__Requests__
1. Translate into Spanish this sentence from the Christian Science Journal article: "He never claimed for himself aught that he did not hold to be attainable by all who sincerely sought the truth."
2. Condense the paragraph of the Christian Science Journal article that begins "While Christian Science shows clearly" into a bulleted list of its main points.

__Page__
With the swiftly passing years we are again recalling...

From the December 1907 issue of The Christian Science Journal


With the swiftly passing years we are again recalling the time when the Son of God was so manifested to humanity by Christ Jesus that the world's thought could never again be the same as it had been, could never again plead ignorance of God in justification of evil thinking or doing. Since that time the rift in the clouds of material sense which enabled the Judean shepherds to catch a glimpse of the heavenly host has been widening, and to-day we not only see what they saw and hear what they heard, but in the clear light of divine Science we are coming to apprehend the Christ as the type of true manhood to which all men must "be conformed," to use Paul's words, in order to express what man really is. Reverently and scientifically Mrs. Eddy explains what has to so many seemed "the mystery of godliness." She says, "Jesus was the highest human concept of the perfect man. He was inseparable from Christ, the Messiah, — the divine idea of God outside the flesh. This enabled Jesus to demonstrate his control over matter" (Science and Health, p. 482).

Referring to Jesus' spiritual origin and divine conception, Mrs. Eddy says, "The history of Jesus shows him to have been more spiritual than all other earthly personalities" (Ibid., p. 315). While this spirituality undoubtedly separated Christ Jesus from sinful mortals, yet we find that he constantly urged all men to reach the spiritual heights on which he stood. He never claimed for himself aught that he did not hold to be attainable by all who sincerely sought the truth. He said to the unbelieving, "Ye neither know me, nor my Father," but after his resurrection he called the faithful disciples brethren, and said, "My Father, and your Father;" "my God, and your God." Paul says that "in Christ "dwelleth all the fulness of the Godhead bodily," but he also prays that "the whole family in heaven and earth . . . might be filled with all the fulness of God."

While Christian Science shows clearly how all may attain to the realization of the divine ideal, it never teaches that we should venture to predicate of mortal man that which is true only of God's perfect likeness. Mrs. Eddy declares that "mortals are not like immortals, created in God's own image" (Science and Health, p. 295); and she does not teach that Jesus beheld an immortal in a mortal, but that he "beheld in Science the perfect man," and she adds, "Soul, being Spirit, is seen in nothing imperfect nor material" (Ibid., p. 477). Christian Science teaches, as does the Bible, that the mortal, the false concept of man must be "put off," and that only as this is done can we claim to express man's likeness to the perfect Father. Paul rebuked those who claimed to be spiritual while manifesting "envy, and strife, and divisions." He told them that they were "yet carnal." For himself he humbly said that he had not yet attained to the full stature of manhood in Christ, but he said the final word on the question of spiritual sonship when he declared in that wonderful eighth chapter of Romans, "For as many as are led by the Spirit of God, they are the sons of God." To the extent that we are led by Spirit and governed by spiritual law we are separated from materiality and are on our way to "see him [God] as he is," and to be indeed the children of God.

__Records supplied__
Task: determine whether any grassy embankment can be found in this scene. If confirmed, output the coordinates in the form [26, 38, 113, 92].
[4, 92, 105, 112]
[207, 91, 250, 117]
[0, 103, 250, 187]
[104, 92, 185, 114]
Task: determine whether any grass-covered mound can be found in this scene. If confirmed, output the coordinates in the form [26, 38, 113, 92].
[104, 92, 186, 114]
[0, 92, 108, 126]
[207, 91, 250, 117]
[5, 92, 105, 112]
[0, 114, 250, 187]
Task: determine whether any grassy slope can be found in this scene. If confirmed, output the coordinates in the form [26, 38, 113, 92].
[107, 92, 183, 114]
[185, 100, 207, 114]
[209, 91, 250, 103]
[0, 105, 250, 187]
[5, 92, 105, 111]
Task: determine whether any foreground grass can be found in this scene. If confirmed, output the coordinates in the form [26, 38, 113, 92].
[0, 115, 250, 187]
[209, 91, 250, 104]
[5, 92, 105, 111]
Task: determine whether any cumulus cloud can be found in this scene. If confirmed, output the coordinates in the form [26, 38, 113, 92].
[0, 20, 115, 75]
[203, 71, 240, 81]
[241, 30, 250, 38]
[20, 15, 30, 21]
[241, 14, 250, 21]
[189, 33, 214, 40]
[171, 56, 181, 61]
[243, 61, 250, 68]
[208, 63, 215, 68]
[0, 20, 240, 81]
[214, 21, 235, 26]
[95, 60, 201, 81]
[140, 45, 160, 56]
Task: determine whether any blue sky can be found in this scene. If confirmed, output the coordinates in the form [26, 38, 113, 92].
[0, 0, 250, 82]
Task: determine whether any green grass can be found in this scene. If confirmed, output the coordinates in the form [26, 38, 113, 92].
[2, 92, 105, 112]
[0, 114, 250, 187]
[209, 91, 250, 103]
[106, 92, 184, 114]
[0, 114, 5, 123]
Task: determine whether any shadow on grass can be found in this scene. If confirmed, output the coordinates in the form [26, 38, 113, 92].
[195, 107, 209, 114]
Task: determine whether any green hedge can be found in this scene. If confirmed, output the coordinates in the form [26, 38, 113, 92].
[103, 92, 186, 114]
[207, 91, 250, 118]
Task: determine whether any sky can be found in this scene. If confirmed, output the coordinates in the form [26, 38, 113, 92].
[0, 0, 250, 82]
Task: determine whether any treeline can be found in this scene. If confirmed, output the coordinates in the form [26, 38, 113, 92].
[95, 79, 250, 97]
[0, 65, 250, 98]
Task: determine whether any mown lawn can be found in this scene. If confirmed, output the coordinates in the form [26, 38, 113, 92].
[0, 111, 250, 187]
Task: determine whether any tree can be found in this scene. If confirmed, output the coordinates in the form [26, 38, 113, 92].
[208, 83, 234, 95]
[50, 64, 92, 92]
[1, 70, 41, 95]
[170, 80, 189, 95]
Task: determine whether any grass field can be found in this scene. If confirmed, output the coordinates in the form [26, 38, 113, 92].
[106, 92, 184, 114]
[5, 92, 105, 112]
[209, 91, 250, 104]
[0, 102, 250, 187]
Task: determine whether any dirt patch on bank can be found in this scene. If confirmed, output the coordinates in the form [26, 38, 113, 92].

__Exercise answers__
1. Él nunca reclamó para sí nada que no considerara alcanzable por todos los que buscaban sinceramente la verdad.

2.
- Christian Science shows how all may attain the divine ideal. It never teaches attributing to mortal man what is true only of God's perfect likeness.
- Mrs. Eddy states that "mortals are not like immortals, created in God's own image" (Science and Health, p. 295).
- She teaches that Jesus did not behold an immortal in a mortal. Instead, he "beheld in Science the perfect man." She adds that Soul "is seen in nothing imperfect nor material" (p. 477).
- Like the Bible, Christian Science teaches that the mortal, false concept of man must be "put off." Only then can man's likeness to the perfect Father be claimed.
- Paul rebuked those who claimed to be spiritual while showing "envy, and strife, and divisions," and called them "yet carnal." He said of himself that he had not yet reached the full stature of manhood in Christ.
- In Romans 8, Paul declared, "For as many as are led by the Spirit of God, they are the sons of God."
- To the extent we are led by Spirit and governed by spiritual law, we are separated from materiality. We are then on our way to "see him as he is" and to be the children of God.